* [Problem to solve]:
Everything in the records must be copied exactly, apart from the pictures.

* [Supplied information]:
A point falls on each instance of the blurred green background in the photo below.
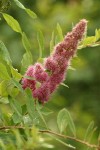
(82, 98)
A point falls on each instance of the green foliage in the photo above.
(64, 119)
(24, 119)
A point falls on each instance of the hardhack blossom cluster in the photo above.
(44, 79)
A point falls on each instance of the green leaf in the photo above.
(31, 13)
(13, 23)
(28, 11)
(26, 42)
(26, 61)
(97, 34)
(19, 4)
(30, 103)
(16, 118)
(60, 34)
(4, 54)
(52, 42)
(15, 106)
(3, 88)
(17, 76)
(68, 145)
(17, 84)
(40, 39)
(89, 131)
(63, 119)
(4, 100)
(89, 40)
(3, 72)
(46, 111)
(63, 84)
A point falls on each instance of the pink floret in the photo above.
(53, 72)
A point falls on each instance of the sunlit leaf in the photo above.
(28, 11)
(89, 40)
(26, 61)
(63, 119)
(60, 34)
(26, 42)
(31, 13)
(13, 23)
(3, 72)
(4, 54)
(30, 103)
(89, 130)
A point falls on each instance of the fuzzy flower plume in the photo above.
(53, 72)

* [Solution below]:
A point falls on each instance of the blurred green background in the photo below.
(82, 98)
A point falls on each instance of the green foliage in the photo above.
(64, 119)
(24, 119)
A point falls on each instance of the hardhack blossom cluster in the photo above.
(44, 79)
A point falls on each instance of the green leaf in the photo above.
(31, 13)
(13, 23)
(28, 11)
(26, 42)
(26, 61)
(97, 34)
(19, 4)
(30, 103)
(16, 118)
(60, 34)
(4, 54)
(52, 42)
(15, 106)
(3, 88)
(17, 76)
(68, 145)
(17, 84)
(40, 39)
(89, 131)
(63, 119)
(4, 100)
(89, 40)
(3, 72)
(46, 111)
(63, 84)
A point falls on each instance of the pink floret in the photo above.
(53, 72)
A point falls on each instance of the sunlit leaf in the photo above.
(28, 11)
(89, 40)
(26, 61)
(63, 119)
(60, 34)
(26, 42)
(31, 13)
(13, 23)
(3, 72)
(4, 54)
(30, 103)
(89, 130)
A point falls on each instance of the fuzzy flower plume in the photo above.
(53, 72)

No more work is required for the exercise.